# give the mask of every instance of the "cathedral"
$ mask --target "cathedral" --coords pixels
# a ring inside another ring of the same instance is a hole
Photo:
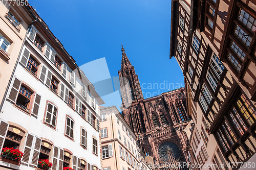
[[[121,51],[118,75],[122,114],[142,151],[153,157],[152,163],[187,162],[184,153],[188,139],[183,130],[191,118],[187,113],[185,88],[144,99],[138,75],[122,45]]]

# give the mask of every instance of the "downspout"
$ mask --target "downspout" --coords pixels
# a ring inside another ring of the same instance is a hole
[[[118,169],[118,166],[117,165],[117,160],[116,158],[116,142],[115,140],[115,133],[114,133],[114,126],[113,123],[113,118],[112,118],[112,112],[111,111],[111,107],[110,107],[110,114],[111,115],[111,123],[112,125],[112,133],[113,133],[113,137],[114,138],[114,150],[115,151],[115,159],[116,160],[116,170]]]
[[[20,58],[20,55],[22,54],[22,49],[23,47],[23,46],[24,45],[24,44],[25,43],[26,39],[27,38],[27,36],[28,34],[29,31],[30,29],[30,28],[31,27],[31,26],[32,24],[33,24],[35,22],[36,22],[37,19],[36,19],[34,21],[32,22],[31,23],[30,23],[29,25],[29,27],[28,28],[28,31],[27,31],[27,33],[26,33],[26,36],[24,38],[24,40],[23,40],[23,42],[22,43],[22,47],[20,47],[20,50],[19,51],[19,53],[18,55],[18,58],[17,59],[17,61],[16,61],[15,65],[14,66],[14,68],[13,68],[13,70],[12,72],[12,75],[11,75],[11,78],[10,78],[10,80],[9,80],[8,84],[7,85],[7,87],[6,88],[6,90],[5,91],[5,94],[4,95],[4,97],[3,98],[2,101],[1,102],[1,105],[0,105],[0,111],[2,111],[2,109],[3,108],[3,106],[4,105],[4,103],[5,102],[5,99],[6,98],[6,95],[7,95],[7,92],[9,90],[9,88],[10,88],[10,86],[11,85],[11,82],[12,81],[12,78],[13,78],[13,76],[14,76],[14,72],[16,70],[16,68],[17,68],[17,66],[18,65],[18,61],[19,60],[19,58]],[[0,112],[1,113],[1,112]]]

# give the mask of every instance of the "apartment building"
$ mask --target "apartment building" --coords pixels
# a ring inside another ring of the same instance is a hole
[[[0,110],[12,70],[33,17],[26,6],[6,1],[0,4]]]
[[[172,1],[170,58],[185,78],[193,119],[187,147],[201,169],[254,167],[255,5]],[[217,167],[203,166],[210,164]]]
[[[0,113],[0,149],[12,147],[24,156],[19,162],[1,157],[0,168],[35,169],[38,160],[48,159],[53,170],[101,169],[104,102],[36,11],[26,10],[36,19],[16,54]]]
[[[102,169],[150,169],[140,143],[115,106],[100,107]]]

==

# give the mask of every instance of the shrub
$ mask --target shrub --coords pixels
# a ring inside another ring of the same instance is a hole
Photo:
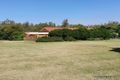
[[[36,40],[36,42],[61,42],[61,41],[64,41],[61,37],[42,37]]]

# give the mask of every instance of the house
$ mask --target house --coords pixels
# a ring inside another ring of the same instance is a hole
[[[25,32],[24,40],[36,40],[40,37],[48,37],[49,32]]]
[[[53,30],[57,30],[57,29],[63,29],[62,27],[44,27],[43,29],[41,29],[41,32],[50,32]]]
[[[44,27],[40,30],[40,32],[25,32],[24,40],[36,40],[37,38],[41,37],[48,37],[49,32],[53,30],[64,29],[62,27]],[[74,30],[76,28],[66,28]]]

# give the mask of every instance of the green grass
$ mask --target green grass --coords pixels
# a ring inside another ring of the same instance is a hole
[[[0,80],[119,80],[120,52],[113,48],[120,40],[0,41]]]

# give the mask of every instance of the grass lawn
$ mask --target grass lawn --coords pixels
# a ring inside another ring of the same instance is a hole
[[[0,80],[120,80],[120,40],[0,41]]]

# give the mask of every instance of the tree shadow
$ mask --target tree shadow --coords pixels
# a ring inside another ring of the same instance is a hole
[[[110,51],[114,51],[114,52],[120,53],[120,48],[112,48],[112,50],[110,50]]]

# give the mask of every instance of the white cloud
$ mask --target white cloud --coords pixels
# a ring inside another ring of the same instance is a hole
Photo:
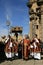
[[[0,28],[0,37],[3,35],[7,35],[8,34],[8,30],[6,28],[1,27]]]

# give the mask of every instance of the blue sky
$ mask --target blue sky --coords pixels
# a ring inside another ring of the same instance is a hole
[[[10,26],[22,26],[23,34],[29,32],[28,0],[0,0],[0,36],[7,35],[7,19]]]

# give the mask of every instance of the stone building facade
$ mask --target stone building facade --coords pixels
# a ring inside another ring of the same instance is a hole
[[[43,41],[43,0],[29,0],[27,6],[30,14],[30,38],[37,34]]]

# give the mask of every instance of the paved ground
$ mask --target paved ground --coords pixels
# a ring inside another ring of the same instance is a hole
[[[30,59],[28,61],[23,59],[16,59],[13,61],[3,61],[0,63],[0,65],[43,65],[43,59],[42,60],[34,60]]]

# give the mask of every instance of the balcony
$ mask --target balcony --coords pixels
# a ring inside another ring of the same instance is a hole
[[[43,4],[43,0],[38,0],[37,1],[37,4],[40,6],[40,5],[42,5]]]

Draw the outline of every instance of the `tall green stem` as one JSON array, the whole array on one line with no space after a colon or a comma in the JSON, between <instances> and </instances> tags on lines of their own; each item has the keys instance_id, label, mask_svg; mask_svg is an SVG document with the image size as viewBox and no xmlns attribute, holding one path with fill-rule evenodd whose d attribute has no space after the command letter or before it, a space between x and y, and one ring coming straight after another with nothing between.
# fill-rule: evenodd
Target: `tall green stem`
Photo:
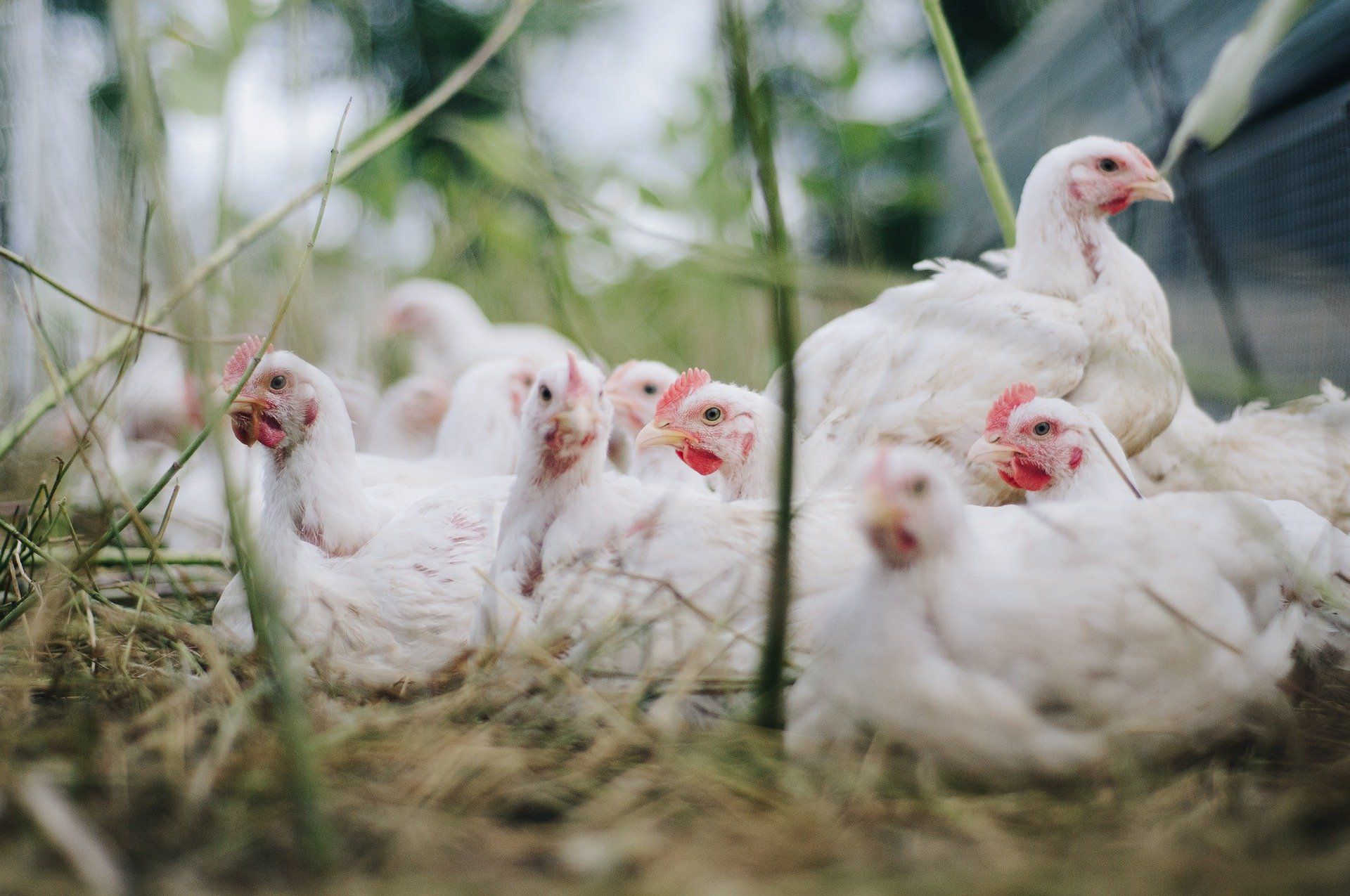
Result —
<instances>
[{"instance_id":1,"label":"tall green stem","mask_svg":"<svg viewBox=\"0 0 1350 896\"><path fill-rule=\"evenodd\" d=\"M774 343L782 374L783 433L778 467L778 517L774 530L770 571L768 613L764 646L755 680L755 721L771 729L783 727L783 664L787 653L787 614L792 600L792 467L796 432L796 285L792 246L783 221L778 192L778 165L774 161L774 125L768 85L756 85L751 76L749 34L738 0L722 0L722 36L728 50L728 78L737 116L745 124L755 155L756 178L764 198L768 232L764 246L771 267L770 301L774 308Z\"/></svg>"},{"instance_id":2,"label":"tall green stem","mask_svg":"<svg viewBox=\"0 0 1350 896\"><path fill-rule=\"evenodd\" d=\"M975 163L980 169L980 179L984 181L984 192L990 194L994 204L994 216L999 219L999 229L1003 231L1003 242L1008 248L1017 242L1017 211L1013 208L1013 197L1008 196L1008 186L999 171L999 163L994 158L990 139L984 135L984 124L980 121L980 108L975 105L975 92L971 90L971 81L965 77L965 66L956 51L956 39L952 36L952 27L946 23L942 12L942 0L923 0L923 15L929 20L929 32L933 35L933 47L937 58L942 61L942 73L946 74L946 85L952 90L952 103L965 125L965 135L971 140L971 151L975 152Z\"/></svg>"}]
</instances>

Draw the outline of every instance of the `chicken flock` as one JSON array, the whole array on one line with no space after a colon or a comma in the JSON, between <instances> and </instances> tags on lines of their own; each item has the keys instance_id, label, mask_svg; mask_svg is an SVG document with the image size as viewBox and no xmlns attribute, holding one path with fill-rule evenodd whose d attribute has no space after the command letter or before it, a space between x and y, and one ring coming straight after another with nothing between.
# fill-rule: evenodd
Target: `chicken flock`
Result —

==

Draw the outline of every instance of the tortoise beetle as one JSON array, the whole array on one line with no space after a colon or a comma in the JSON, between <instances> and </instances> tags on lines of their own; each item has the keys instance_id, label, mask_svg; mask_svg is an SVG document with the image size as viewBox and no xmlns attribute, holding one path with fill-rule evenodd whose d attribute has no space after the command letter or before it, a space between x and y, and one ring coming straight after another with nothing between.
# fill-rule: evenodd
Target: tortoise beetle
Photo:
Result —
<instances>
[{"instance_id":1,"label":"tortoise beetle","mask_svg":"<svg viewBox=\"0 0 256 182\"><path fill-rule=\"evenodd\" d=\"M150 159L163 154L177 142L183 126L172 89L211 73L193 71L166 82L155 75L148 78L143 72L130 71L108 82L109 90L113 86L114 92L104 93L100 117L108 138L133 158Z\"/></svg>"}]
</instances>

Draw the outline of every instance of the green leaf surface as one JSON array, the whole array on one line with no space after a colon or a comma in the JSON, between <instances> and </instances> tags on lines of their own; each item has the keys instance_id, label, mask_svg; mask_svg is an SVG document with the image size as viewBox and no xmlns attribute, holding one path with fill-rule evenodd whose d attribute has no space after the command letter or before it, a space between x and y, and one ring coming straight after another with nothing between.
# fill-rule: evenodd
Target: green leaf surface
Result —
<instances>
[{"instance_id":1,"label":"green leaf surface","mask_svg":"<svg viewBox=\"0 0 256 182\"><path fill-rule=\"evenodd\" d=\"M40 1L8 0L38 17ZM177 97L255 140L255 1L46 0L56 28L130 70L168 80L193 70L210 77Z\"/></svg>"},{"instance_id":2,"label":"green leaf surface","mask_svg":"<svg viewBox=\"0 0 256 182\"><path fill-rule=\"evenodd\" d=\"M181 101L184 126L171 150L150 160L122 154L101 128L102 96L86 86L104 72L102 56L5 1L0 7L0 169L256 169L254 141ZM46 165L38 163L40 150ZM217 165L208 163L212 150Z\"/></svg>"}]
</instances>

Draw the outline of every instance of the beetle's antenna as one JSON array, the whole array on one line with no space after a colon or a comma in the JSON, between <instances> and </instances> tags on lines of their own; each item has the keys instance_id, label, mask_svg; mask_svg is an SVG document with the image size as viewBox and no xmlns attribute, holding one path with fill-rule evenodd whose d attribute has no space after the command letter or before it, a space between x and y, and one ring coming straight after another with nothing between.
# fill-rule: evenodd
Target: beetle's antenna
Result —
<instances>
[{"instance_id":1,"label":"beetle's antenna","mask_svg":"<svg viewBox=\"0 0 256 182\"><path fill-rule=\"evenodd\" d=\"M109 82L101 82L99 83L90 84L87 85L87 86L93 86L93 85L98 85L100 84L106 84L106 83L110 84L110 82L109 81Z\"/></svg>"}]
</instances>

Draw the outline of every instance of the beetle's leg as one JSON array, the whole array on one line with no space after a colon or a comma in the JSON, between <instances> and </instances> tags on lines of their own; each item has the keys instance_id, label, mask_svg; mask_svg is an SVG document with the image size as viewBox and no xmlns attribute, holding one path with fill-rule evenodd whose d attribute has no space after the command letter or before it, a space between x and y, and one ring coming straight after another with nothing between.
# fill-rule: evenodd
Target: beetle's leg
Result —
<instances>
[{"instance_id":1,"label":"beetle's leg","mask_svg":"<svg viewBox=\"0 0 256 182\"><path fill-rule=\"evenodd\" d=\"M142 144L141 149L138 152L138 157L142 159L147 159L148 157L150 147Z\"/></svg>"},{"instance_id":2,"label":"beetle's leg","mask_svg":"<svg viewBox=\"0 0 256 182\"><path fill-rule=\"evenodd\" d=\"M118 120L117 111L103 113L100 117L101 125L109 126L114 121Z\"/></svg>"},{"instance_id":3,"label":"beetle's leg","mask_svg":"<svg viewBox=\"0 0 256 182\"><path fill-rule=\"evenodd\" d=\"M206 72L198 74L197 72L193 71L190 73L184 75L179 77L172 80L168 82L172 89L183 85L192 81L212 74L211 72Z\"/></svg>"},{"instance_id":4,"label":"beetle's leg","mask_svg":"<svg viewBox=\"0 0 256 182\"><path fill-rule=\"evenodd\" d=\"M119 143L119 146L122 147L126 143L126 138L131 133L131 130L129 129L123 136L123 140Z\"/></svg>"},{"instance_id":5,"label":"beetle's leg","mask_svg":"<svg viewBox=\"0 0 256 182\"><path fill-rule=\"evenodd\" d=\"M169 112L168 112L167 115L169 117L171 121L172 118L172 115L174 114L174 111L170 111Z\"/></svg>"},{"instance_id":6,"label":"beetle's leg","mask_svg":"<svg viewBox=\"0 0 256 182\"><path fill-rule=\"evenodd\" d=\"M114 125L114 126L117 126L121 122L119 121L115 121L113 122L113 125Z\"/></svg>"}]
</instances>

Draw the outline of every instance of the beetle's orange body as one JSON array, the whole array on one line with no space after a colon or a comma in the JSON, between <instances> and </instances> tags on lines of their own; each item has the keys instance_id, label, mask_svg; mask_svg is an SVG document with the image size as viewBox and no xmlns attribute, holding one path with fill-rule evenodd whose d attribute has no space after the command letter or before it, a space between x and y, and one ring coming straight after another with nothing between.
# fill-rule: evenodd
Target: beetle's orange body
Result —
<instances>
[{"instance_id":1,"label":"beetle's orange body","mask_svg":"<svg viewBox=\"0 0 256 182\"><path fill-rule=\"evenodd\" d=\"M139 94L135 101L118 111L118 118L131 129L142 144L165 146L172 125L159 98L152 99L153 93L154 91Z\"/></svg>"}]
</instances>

Problem details:
Locate each line of the listing in which the word "flock" appears, and reproduce those lines.

Result of this exercise:
Draw the outline of every instance of the `chicken flock` as one JSON array, the whole array on one line with no space after a colon or a comma in the JSON, between <instances> and </instances> tags on lines of their own; each item has the keys instance_id, label, mask_svg; mask_svg is an SVG document with the image size as viewBox and no xmlns attribute, holding one path with fill-rule evenodd whose d attribute has no space after the command letter or before it, a space between x and y, and one ring coming straight after another with nothing between.
Target: `chicken flock`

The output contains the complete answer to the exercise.